- **DIRECTION**
Return the lines below without changing a single character.

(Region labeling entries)
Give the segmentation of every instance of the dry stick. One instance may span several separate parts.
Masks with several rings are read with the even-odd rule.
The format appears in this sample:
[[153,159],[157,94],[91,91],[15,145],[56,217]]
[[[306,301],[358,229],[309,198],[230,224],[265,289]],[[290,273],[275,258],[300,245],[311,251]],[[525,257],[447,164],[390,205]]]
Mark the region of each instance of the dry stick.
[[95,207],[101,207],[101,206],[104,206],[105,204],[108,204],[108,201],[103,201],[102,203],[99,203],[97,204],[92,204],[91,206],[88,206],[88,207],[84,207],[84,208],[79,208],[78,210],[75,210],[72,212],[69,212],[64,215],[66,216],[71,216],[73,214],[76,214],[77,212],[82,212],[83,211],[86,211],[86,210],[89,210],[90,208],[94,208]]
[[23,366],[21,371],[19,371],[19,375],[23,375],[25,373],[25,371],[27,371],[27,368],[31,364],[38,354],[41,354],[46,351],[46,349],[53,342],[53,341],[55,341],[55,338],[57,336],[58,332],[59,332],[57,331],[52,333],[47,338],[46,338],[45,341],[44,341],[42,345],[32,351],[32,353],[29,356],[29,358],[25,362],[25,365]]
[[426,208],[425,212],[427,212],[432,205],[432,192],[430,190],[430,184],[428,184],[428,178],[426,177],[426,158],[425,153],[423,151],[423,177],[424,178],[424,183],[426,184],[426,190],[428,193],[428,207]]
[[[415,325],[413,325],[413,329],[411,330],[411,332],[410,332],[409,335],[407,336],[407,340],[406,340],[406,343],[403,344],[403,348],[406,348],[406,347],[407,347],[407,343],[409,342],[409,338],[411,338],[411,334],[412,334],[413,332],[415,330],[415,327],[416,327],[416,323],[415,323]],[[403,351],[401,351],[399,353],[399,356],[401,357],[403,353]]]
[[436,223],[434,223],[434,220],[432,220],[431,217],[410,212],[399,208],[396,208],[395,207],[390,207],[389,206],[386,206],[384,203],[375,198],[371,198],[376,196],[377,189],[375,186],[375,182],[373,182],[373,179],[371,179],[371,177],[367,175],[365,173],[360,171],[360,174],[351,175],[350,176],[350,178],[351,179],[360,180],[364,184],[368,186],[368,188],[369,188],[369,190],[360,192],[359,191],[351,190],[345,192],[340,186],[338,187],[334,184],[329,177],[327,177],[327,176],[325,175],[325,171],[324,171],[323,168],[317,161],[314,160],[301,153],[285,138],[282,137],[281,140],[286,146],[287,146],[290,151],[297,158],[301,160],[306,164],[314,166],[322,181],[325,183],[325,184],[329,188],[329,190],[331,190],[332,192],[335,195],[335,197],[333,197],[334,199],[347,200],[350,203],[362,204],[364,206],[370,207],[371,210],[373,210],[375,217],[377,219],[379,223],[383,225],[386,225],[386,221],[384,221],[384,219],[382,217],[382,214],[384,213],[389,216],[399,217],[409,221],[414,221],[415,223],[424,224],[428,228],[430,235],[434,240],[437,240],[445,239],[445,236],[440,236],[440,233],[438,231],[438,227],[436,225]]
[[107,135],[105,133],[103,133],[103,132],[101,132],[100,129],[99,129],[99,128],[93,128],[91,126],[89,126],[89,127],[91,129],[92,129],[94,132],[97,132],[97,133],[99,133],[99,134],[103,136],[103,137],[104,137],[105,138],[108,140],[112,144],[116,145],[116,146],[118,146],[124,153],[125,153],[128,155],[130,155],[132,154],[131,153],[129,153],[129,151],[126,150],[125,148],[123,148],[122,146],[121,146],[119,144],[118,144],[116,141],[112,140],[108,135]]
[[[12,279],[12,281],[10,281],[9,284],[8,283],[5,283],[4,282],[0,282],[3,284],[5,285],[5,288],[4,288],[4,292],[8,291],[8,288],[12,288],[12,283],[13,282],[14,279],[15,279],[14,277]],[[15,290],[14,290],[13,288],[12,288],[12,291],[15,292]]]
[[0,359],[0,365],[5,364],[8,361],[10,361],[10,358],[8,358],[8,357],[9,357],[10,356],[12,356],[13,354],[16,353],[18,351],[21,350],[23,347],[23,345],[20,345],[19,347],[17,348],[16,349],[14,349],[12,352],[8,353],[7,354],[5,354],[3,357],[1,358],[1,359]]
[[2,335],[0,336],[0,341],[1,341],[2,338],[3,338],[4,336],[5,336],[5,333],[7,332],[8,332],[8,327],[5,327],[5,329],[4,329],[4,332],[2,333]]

- **ANSWER TO THIS EXERCISE**
Give the segmentation of every instance of the dry stick. One instance may span several separate parts.
Masks with several rings are read with the even-odd rule.
The format appears in this sample:
[[153,159],[157,94],[91,91],[15,145],[56,217]]
[[[306,301],[358,229],[309,198],[230,224],[265,289]],[[290,273],[275,258],[300,245],[311,251]],[[525,257],[447,164],[390,205]]]
Mark the region of each instance of the dry stick.
[[95,207],[101,207],[101,206],[104,206],[105,204],[108,204],[108,201],[103,201],[102,203],[99,203],[97,204],[92,204],[91,206],[88,206],[88,207],[84,207],[84,208],[79,208],[78,210],[75,210],[72,212],[69,212],[64,215],[66,216],[71,216],[73,214],[76,214],[77,212],[82,212],[83,211],[86,211],[86,210],[89,210],[90,208],[94,208]]
[[23,366],[21,371],[19,371],[19,375],[23,375],[25,373],[25,371],[27,371],[27,368],[31,364],[38,354],[41,354],[46,351],[46,349],[53,342],[53,341],[55,341],[55,338],[57,336],[58,332],[59,332],[57,331],[52,333],[47,338],[46,338],[45,341],[44,341],[42,345],[32,351],[32,353],[29,356],[29,358],[25,362],[25,365]]
[[426,208],[425,212],[427,212],[432,205],[432,192],[430,190],[430,184],[428,184],[428,178],[426,177],[426,158],[425,153],[423,151],[423,177],[424,178],[424,183],[426,184],[426,190],[428,193],[428,207]]
[[[415,325],[413,325],[413,329],[411,330],[411,332],[410,332],[409,335],[407,336],[407,340],[406,340],[406,343],[403,344],[403,348],[406,348],[406,347],[407,347],[407,343],[409,342],[409,338],[411,338],[411,334],[412,334],[413,332],[415,330],[415,327],[416,327],[416,323],[415,323]],[[403,351],[401,351],[399,353],[399,356],[401,357],[403,353]]]
[[436,223],[434,223],[434,220],[432,220],[431,217],[410,212],[399,208],[396,208],[395,207],[390,207],[389,206],[386,206],[384,203],[375,198],[371,198],[376,196],[377,189],[375,186],[375,182],[373,182],[373,179],[371,179],[371,177],[367,175],[365,173],[360,171],[360,174],[351,175],[350,176],[350,178],[351,179],[360,180],[364,184],[368,186],[368,188],[369,188],[369,190],[360,192],[359,191],[351,190],[345,192],[340,186],[338,187],[334,184],[329,177],[327,177],[327,176],[325,175],[325,171],[324,171],[323,168],[317,161],[314,160],[301,153],[285,138],[282,137],[281,140],[286,146],[287,146],[290,151],[297,158],[301,160],[306,164],[314,166],[322,181],[325,183],[325,184],[329,188],[329,190],[331,190],[332,192],[335,195],[335,197],[333,197],[334,199],[347,200],[350,203],[362,204],[364,206],[370,207],[371,210],[373,210],[375,217],[377,219],[379,223],[383,225],[386,225],[386,221],[384,221],[384,219],[382,217],[382,214],[384,213],[389,216],[399,217],[409,221],[414,221],[415,223],[424,224],[428,228],[430,235],[434,240],[437,240],[445,239],[445,236],[440,236],[440,233],[438,231],[438,227],[436,225]]
[[107,135],[105,133],[103,133],[103,132],[101,132],[100,129],[99,129],[99,128],[93,128],[91,126],[89,126],[89,127],[91,129],[92,129],[94,132],[97,132],[97,133],[99,133],[99,134],[103,136],[103,137],[104,137],[105,138],[108,140],[112,144],[116,145],[116,146],[118,146],[124,153],[125,153],[128,155],[130,155],[132,154],[131,153],[129,153],[129,151],[126,150],[125,148],[123,148],[122,146],[121,146],[119,144],[118,144],[116,141],[112,140],[108,135]]
[[[12,279],[12,281],[10,281],[9,284],[8,283],[5,283],[4,282],[0,282],[3,284],[5,285],[5,288],[4,288],[4,292],[8,291],[8,288],[12,288],[12,283],[13,282],[14,279],[15,279],[14,277]],[[15,290],[14,290],[13,288],[12,288],[12,291],[15,292]]]
[[0,359],[0,365],[5,364],[8,361],[10,361],[10,358],[8,358],[8,357],[9,357],[10,356],[12,356],[13,354],[16,353],[18,351],[21,350],[23,347],[23,345],[20,345],[19,347],[17,348],[16,349],[14,349],[12,352],[8,353],[7,354],[5,354],[3,357],[1,358],[1,359]]
[[2,335],[0,336],[0,341],[1,341],[2,338],[3,338],[4,336],[5,336],[5,333],[7,332],[8,332],[8,327],[5,327],[5,329],[4,329],[4,332],[2,333]]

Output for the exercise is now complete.